Your goal -> Copy out every line of the material below without changing anything.

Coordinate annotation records
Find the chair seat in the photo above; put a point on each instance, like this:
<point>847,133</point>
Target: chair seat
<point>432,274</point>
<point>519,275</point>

Right answer ->
Find the chair seat in the photo above; put a point on each instance, like this:
<point>847,133</point>
Target: chair seat
<point>432,274</point>
<point>519,275</point>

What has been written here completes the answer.